Goals:
A – Summarize the passage on Norman Mineta in two sentences.
B – According to the passage on Norman Mineta, what fine did Lockheed pay, and for what?
C – Carry the passage on Norman Mineta forward from its final sentence.

Reading text:
After serving as a vice president at Lockheed Martin Corporation, an aerospace company and defense contractor, Mineta was named by President Clinton as commerce secretary in June of 2000, when William Daley resigned to coordinate Vice President Al Gore's presidential campaign. Mineta, who himself had informally advised the Gore campaign, held the commerce position for the last six months of Clinton's administration. "Norm Mineta's family story tells a lot about the promise of the American dream and the power of one person's devotion to opportunity and to justice," Clinton said, according to the Knight Ridder News Service. The President cited not only Mineta's high–tech background, but his "deep concern . . . for the people in places who are not yet fully participating in this economy." Lockheed Martin's troubles in the 1990s did not hinder Mineta's confirmation. Lockheed paid a $13 million fine for illegally helping the Chinese government fix a satellite motor, but a company representative said the incident occurred before Mineta joined the company. After leaving Congress, Mineta also chaired the National Civil Aviation Review Commission, which in 1997 issued a report on how to reduce air traffic congestion and minimize the risk of aircraft accidents. The Clinton administration adopted several recommendations as part of its reform of the Federal Aviation Administration.

In January of 2001, a few days after George W. Bush was sworn in, the new president named Mineta secretary of transportation. "[Mineta] made a reputation in the halls of Congress as someone who understands that a sound infrastructure in America will lead to economic opportunity for all Americans," Bush said, according to a statement issued by the Department of Transportation. In the same statement, Mineta called transportation "key to both our economic success and to our quality of life."

Terrorists Attacked Trade Center

Security became paramount to Mineta's watch in the aftermath of the September 11, 2001 terrorist attacks on the World Trade Center in New York and the Pentagon building outside Washington, D.C. He met regularly with Bush and made critical decisions regarding airport security. Mineta oversaw the Coast Guard's response to the terrorist attacks and the creation of the Transportation Security Administration before the transfer of authority over both organizations was moved to the newly established Department of Homeland Security.

Information provided:

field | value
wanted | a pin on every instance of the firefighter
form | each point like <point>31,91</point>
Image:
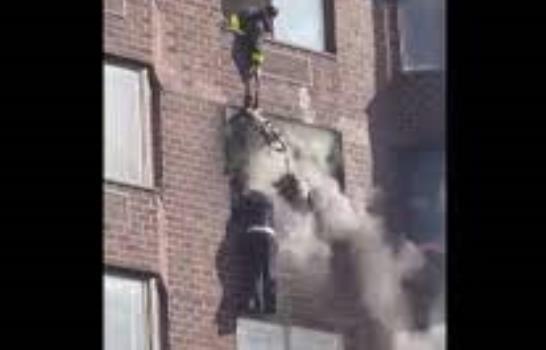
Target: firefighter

Solved tasks:
A – After serving as a vice president at Lockheed Martin, Mineta held the post of commerce secretary for the last six months of Clinton's administration, and in January 2001 George W. Bush named him secretary of transportation. Following the September 11, 2001 terrorist attacks, Mineta made critical decisions on airport security and oversaw the Coast Guard's response and the creation of the Transportation Security Administration.

B – Lockheed paid a $13 million fine for illegally helping the Chinese government fix a satellite motor.

C –
Other concerns Mineta faced in early 2005 included the future of the troubled airline industry and of rail carrier Amtrak. In mid–December of 2004, Mineta unveiled the Next Generation Air Transportation System plan, a collaboration of six federal agencies in what Mineta called "a blueprint that will lead to the transformation of America's air transportation network," according to Maria Recio of the Knight Ridder News Service. Citing the need to adjust for the new millennium, Recio quoted Mineta as having said, "It won't be long before the nation's airspace will be filled with more aircraft of all kinds—like air taxi services, new commercial jetliners, on–demand micro jets, and commercial space vehicles. . . . Today, reusable spacecraft are being tested in the California desert, and very light jets are starting to capture our interest and imagination."

Though praised as an ethnic pioneer among Japanese Americans, Mineta actually found himself surrounded by a diverse group of Cabinet advisers as he agreed to continue as transportation secretary for a second Bush administration. "Some political analysts argue that Bush's appointments and his matter–of–fact approach to them signal a new stage in the racial history of the nation, one in which diversity in the top ranks is taken as a matter of course," Susan Page wrote in USA Today. "Bush and Clinton, who don't agree on much, together may have set a new standard that future presidents in both parties will be expected to meet."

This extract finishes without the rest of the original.